● Written task
Rewrite each of the rows below, replacing "bounding boxes" with "box coordinates" and leaving everything else unchanged. Omit the pictures from your output.

● Working data

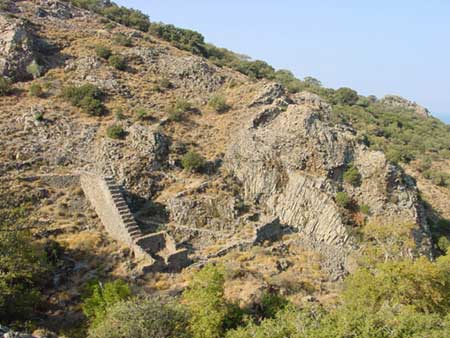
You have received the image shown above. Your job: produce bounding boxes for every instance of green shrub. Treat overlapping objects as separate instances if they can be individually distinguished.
[108,55,127,70]
[168,99,194,122]
[29,83,44,97]
[181,151,205,171]
[114,33,133,47]
[0,76,12,96]
[344,165,361,187]
[183,264,242,338]
[106,124,126,140]
[334,87,359,106]
[95,45,112,60]
[62,84,105,116]
[88,298,191,338]
[82,279,131,326]
[336,191,352,208]
[26,60,44,79]
[0,205,51,324]
[437,236,450,254]
[208,95,230,113]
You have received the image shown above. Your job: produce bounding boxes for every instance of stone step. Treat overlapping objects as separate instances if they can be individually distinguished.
[126,225,141,232]
[123,220,137,226]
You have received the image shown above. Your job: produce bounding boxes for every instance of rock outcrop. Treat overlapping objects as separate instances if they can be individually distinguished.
[380,95,430,118]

● Solved exercise
You have received the image shown above. Your job: produce box coordinates for every instance of green shrub. Treat overlapping objects as separate instances if they can be individually distinguished.
[108,55,127,70]
[168,99,194,122]
[29,83,44,97]
[181,151,205,171]
[114,33,133,47]
[0,76,12,96]
[344,165,361,187]
[183,264,242,338]
[106,124,126,140]
[334,87,359,106]
[95,45,112,60]
[62,84,105,116]
[88,298,191,338]
[82,279,131,326]
[336,191,352,208]
[26,60,44,79]
[0,205,51,324]
[437,236,450,254]
[208,95,230,113]
You have received the image shown above. Your job: produce box coordinates for every instance of stone step. Treat overlapping objects as separate instances if they can be individually distinguished.
[126,225,141,232]
[123,220,137,226]
You have received the image shown above. Your job: produce box coordinates for every instance of rock outcrop. Treat overlapping objects as separate instances if they can be individually distinguished.
[380,95,430,118]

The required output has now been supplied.